| 练习要求 |
请判断下列三个说法是否与这段脚本相符，每项答“是”或“否”，并原样摘引脚本中起决定作用的文字。
1. 脚本把 CHUNK_SIZE 设为 512。
2. 输入文件不存在时，脚本会跳过当前配置，继续处理下一个。
3. 输出文件名以 semantic_ 开头。

| 所给文本 |
##############################

#!/bin/bash

# 语义重复分析运行脚本

# 基础路径
BASE_PATH="/mnt/shared-storage-user/p1-shared/wangfuting/shared/models/verl-041-result/verl-qwen3-8b-new"
MODEL_PATH="/mnt/shared-storage-user/p1-shared/wangfuting/shared/models/Qwen3-Embedding-0.6B"

# 配置数组：每个元素包含模型目录名
MODELS=(
    "stage2-best-deepscaler-sampled2k"
    "stage1-best-deepscaler-sampled2k"
    "baseline-n32-deepscaler-sampled2k"
)

# 通用参数
BATCH_SIZE=1280
CHUNK_SIZE=256
RESPONSE_KEY="output"

# 循环执行分析
for MODEL_DIR in "${MODELS[@]}"; do
    echo "=========================================="
    echo "正在处理: ${MODEL_DIR}"
    echo "=========================================="
    
    INPUT_FILE="${BASE_PATH}/${MODEL_DIR}/valid/0_16384.jsonl"
    OUTPUT_FILE="${BASE_PATH}/${MODEL_DIR}/valid/semantic_${CHUNK_SIZE}.jsonl"
    
    # 检查输入文件是否存在
    if [ ! -f "${INPUT_FILE}" ]; then
        echo "警告: 输入文件不存在: ${INPUT_FILE}"
        echo "跳过此配置..."
        continue
    fi
    
    # 运行分析
    python analysis_semantic_repetition.py \
        --input "${INPUT_FILE}" \
        --output "${OUTPUT_FILE}" \
        --model "${MODEL_PATH}" \
        --chunk_size "${CHUNK_SIZE}" \
        --batch_size "${BATCH_SIZE}" \
        --response_key "${RESPONSE_KEY}"
    
    if [ $? -eq 0 ]; then
        echo "✓ ${MODEL_DIR} 分析完成！"
    else
        echo "✗ ${MODEL_DIR} 分析失败！"
    fi
    echo ""
done

echo "=========================================="
echo "所有分析任务完成！"
echo "=========================================="

##############################

| 所给材料 |
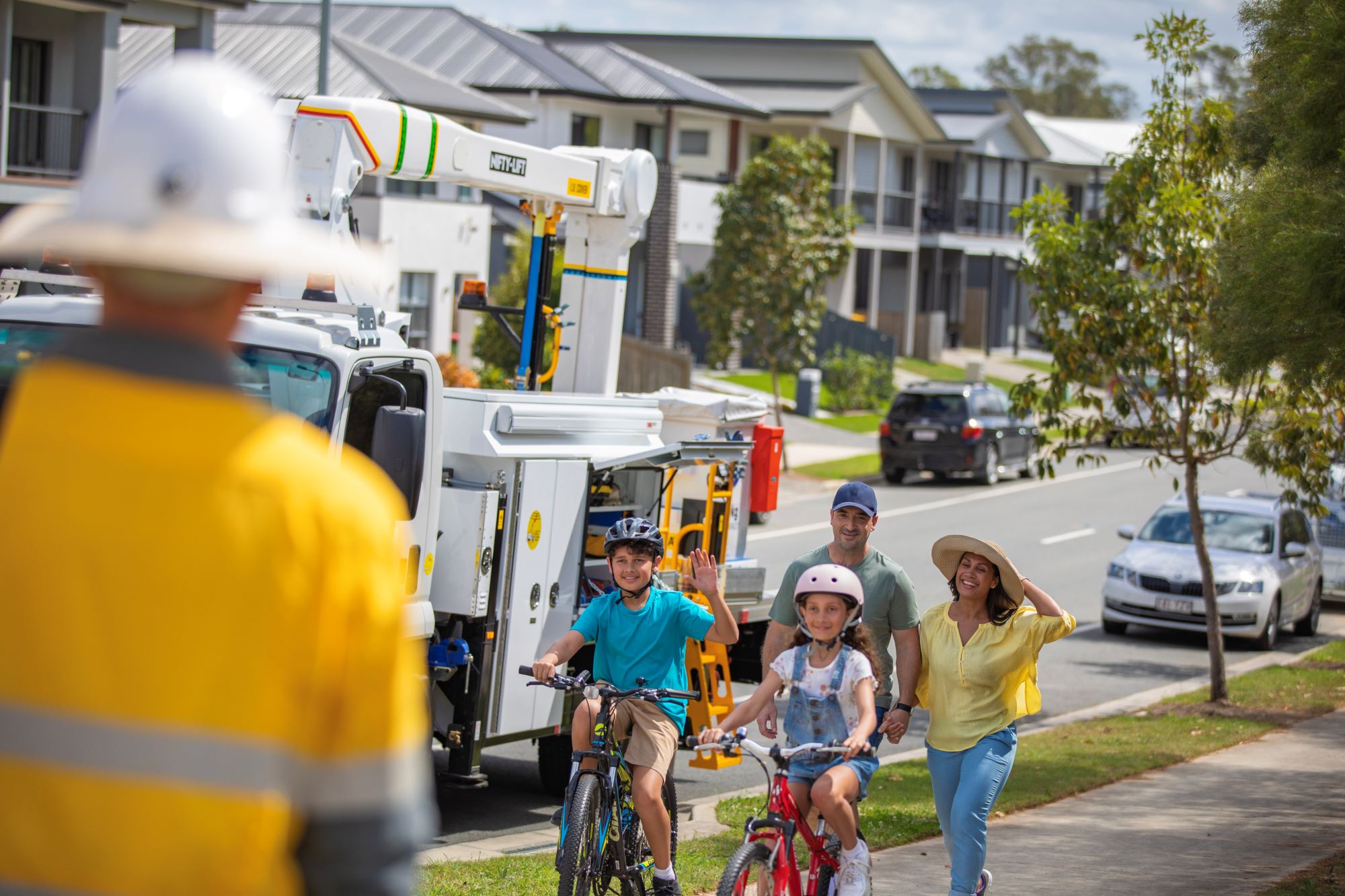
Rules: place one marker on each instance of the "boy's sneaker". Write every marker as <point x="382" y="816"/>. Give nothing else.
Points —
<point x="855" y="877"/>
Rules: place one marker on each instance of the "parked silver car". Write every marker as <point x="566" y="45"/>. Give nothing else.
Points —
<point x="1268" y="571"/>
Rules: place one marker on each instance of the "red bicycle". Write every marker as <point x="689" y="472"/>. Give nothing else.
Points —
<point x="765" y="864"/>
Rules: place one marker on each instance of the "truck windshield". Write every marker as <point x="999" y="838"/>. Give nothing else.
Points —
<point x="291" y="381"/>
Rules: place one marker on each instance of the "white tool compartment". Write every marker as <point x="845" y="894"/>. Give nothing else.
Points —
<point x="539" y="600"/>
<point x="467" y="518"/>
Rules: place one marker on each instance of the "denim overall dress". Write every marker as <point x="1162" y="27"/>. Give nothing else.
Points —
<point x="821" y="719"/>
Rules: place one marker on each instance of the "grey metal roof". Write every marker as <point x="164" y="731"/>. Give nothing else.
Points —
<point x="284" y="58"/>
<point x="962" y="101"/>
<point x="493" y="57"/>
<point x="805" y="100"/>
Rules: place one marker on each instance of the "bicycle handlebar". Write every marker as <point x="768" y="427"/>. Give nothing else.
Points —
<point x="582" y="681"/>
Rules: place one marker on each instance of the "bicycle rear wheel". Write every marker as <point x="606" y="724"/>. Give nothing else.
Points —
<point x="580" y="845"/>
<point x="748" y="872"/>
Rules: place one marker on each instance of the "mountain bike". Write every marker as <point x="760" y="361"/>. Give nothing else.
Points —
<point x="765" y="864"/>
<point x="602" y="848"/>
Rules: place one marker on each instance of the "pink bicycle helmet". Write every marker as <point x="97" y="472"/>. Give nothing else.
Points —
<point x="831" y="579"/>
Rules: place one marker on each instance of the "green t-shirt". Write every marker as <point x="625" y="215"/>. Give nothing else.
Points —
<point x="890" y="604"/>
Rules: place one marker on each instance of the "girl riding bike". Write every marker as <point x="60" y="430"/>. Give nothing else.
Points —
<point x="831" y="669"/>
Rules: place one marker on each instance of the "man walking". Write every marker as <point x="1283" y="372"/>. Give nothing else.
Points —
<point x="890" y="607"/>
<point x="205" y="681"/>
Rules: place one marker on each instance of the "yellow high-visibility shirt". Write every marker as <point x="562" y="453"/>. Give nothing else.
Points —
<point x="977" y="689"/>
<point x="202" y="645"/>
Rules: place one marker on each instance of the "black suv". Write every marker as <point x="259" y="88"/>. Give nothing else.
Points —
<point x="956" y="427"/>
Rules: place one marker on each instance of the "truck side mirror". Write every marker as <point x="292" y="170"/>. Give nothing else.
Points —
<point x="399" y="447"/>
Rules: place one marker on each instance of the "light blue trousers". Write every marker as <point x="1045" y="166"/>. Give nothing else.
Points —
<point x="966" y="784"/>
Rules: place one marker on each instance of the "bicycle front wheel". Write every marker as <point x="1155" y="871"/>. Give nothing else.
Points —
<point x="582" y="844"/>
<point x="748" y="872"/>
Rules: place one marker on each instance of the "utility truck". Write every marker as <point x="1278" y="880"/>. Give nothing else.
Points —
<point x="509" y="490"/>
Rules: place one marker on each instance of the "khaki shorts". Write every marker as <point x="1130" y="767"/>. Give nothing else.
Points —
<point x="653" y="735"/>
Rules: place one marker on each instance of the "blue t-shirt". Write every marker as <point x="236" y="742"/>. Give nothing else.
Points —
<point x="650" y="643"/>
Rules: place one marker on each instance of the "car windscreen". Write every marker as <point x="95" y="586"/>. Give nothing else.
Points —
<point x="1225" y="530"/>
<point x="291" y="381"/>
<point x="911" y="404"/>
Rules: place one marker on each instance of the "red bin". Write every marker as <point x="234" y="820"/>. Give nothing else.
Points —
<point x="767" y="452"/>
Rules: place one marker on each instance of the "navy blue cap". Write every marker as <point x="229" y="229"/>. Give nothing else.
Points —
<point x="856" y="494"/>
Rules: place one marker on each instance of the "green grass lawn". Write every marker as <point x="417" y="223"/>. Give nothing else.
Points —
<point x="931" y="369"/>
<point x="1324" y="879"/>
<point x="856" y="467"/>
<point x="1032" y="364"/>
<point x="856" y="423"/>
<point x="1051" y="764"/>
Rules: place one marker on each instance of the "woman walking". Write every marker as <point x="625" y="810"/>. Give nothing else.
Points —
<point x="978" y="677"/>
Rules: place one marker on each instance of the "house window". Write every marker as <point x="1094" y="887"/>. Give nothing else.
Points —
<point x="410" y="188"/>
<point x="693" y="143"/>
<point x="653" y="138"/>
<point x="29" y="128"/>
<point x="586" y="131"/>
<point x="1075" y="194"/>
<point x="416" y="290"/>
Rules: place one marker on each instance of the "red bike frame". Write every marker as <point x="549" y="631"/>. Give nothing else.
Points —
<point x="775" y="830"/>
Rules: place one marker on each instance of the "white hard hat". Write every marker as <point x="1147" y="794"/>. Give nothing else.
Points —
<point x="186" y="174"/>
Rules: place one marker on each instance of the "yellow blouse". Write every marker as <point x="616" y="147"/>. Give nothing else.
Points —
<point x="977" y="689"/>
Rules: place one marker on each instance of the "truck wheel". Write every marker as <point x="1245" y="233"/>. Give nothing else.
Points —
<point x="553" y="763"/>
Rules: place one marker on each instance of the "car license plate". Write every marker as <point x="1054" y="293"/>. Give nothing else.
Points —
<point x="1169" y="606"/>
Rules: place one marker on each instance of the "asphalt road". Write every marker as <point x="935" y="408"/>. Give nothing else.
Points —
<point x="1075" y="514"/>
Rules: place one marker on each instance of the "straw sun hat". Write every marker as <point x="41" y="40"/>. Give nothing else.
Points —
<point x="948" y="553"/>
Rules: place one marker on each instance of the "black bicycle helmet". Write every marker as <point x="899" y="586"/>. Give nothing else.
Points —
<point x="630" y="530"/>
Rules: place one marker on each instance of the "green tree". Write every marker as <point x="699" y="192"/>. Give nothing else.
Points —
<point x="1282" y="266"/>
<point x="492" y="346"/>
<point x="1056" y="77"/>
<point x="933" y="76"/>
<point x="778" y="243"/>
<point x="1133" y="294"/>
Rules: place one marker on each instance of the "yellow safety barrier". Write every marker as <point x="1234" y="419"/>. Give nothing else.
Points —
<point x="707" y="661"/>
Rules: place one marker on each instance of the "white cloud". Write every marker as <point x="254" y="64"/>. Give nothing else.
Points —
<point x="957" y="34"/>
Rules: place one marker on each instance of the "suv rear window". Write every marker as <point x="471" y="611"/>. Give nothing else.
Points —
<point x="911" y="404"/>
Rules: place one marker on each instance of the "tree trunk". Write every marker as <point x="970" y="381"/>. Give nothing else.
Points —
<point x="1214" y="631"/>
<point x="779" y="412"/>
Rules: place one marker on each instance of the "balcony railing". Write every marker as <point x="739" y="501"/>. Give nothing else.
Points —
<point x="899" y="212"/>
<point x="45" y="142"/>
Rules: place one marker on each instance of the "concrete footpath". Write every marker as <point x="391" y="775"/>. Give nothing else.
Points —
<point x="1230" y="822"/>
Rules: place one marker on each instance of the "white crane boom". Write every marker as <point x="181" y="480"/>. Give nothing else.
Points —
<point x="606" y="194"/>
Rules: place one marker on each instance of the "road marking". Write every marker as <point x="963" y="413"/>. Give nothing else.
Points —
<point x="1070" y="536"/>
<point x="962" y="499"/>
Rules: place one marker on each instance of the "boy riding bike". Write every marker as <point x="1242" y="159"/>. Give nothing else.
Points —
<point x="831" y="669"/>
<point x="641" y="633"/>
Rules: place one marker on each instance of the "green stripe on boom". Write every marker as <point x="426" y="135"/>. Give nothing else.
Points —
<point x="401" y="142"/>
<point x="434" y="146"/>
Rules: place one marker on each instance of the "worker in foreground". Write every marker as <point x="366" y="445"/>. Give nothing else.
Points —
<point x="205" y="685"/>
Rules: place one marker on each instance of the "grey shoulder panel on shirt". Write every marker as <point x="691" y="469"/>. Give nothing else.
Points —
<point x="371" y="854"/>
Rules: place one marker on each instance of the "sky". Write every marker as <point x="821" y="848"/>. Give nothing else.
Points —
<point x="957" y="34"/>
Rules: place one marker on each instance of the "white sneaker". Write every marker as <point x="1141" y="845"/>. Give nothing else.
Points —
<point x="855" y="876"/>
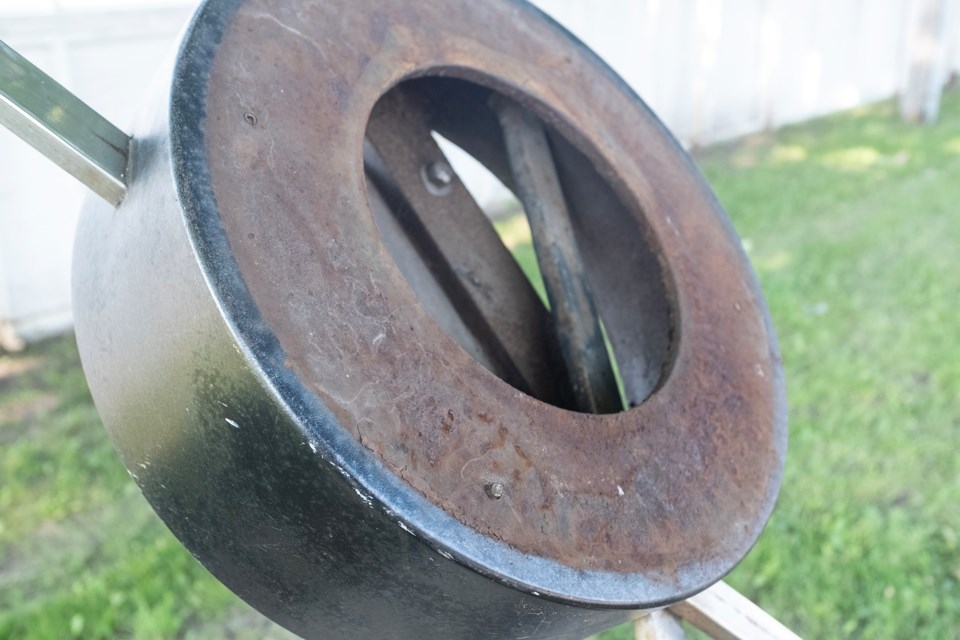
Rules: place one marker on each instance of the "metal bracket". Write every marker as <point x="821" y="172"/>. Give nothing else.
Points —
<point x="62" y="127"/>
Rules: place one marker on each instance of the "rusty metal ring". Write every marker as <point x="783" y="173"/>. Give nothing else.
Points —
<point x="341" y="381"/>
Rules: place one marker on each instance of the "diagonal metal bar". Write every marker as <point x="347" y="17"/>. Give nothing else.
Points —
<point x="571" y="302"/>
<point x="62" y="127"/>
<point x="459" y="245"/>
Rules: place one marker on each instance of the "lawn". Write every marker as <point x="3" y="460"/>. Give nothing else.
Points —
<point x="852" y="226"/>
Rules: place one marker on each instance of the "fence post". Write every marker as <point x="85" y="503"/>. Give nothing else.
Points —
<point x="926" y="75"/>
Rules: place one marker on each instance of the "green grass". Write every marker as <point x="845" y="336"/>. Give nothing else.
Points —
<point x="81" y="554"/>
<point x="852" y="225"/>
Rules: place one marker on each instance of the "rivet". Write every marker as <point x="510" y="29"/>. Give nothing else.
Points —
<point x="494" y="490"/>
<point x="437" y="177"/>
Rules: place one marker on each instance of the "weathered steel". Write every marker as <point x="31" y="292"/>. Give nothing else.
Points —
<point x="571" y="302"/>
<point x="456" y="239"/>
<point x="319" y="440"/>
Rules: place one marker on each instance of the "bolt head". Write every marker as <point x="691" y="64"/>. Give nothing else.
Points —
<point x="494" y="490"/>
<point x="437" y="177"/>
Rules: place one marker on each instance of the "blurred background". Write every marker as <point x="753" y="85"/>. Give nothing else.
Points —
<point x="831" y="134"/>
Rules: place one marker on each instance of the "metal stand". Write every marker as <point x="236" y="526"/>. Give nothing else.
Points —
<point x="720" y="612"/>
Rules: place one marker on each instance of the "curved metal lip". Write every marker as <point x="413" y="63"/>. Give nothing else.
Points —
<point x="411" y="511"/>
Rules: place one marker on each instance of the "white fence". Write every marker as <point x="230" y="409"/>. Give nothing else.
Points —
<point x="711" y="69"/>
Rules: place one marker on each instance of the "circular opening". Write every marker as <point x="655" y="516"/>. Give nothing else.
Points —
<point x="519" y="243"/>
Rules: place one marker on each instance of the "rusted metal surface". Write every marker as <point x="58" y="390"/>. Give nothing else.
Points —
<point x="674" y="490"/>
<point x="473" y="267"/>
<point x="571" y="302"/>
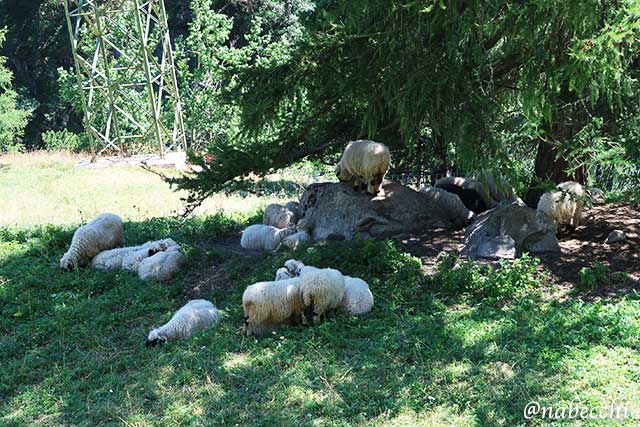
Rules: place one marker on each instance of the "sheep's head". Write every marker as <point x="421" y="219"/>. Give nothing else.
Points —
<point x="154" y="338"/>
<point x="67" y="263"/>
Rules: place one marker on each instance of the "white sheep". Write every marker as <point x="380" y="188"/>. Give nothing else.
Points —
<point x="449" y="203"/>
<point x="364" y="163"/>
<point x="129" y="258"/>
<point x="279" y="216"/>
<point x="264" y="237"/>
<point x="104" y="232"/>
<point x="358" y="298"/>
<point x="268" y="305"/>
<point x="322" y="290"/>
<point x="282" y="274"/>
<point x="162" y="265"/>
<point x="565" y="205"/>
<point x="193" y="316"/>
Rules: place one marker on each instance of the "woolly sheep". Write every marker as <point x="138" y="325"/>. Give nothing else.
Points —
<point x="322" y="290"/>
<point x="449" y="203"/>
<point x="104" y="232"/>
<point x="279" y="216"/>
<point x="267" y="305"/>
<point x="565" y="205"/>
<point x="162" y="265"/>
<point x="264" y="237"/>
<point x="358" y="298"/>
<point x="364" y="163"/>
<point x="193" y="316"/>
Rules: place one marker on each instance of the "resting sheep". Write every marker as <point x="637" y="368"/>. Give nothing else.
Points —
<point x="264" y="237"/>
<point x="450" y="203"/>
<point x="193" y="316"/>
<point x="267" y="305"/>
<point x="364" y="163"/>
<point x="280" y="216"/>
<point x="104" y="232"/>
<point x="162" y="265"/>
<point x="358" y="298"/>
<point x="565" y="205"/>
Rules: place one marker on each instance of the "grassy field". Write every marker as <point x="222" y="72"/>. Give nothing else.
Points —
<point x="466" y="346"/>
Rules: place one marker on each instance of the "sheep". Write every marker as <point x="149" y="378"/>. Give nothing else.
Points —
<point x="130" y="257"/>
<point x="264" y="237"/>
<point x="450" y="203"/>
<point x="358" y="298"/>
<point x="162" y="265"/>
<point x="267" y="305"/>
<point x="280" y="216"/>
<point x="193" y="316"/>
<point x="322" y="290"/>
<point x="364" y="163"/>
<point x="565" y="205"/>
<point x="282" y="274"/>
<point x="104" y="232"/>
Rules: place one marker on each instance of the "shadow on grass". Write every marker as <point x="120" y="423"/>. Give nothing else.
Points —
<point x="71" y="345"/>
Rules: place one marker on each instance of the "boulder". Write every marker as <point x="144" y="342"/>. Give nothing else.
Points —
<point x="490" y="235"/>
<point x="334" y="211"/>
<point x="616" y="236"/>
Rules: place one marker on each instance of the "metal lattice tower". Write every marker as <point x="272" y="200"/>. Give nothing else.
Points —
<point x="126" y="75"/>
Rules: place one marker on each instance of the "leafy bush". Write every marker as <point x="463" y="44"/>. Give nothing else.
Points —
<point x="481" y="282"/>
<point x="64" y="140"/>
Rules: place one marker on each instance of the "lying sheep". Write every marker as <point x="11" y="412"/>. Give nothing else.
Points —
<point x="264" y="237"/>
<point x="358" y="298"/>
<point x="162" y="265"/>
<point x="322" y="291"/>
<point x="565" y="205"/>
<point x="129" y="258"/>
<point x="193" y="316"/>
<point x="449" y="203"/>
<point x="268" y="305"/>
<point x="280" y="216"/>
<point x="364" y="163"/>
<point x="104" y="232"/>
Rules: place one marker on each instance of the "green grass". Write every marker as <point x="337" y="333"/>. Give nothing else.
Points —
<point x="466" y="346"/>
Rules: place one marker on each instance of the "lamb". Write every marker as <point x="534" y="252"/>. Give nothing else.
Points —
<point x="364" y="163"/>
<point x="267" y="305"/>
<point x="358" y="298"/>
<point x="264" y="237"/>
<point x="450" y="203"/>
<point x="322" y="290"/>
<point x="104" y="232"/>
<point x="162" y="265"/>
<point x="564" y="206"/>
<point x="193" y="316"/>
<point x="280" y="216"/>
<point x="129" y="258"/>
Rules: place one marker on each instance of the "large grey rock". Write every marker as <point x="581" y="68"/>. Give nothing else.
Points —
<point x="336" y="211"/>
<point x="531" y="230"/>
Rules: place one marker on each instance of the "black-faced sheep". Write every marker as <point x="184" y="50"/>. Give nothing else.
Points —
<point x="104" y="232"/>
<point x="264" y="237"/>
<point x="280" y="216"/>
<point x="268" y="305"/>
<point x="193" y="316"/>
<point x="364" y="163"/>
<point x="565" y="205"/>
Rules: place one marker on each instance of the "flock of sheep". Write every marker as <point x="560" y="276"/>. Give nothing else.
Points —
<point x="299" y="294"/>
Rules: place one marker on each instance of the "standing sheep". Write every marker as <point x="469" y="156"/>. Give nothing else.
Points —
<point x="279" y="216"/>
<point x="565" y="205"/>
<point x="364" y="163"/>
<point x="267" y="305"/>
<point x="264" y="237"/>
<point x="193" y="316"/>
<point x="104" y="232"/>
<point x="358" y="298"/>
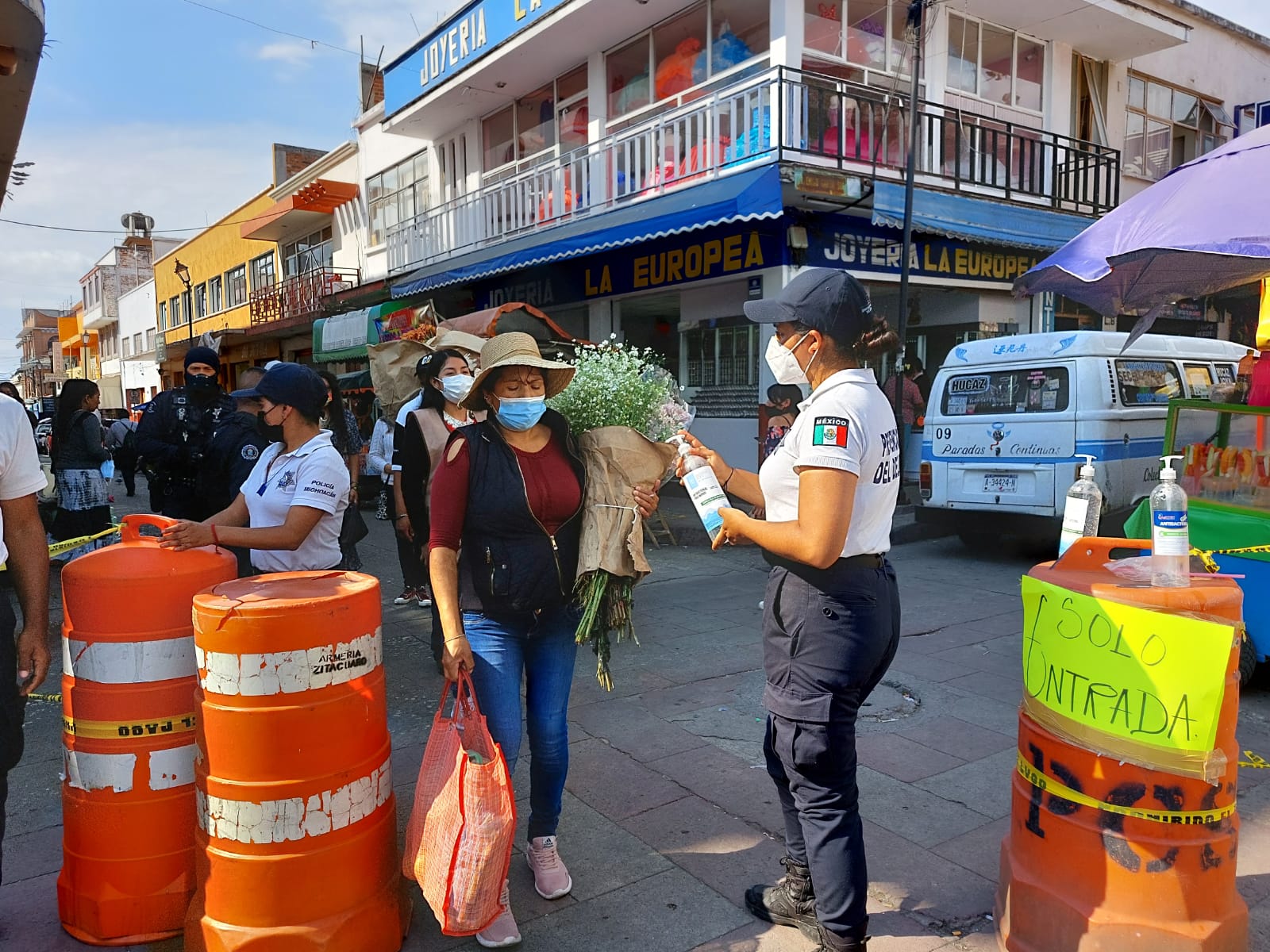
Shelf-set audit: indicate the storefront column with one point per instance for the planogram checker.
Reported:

##############################

| 参考解答 |
1. 否。“CHUNK_SIZE=256”
2. 是。“跳过此配置...”，随后是“continue”
3. 是。“semantic_${CHUNK_SIZE}.jsonl”